Given entries:
---*---

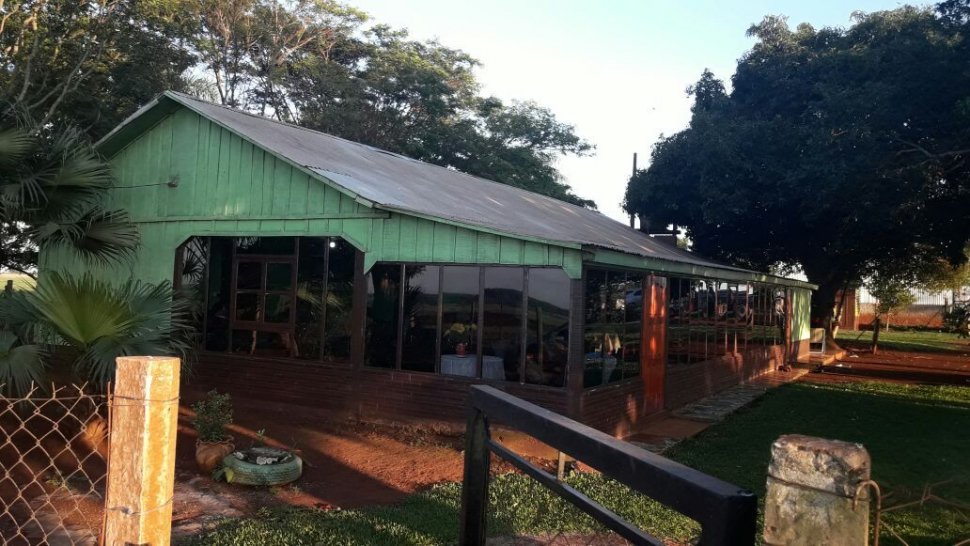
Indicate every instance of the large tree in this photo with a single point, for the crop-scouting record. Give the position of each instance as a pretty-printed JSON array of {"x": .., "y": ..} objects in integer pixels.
[
  {"x": 314, "y": 63},
  {"x": 840, "y": 151}
]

---*---

What needs to be done: Render every row above as a Markdown table with two columns, Number and Text, one line per table row. Skip blank lines and leave out the pictures.

Final answer:
| Number | Text |
|---|---|
| 1 | Indicate every instance of the large tree in this photo with a single point, for the crop-scouting record. Give the position of each instance as a pretty-printed JSON array of {"x": .., "y": ..} objects in integer pixels. |
| 2 | [ |
| 3 |   {"x": 314, "y": 63}, |
| 4 |   {"x": 840, "y": 151} |
| 5 | ] |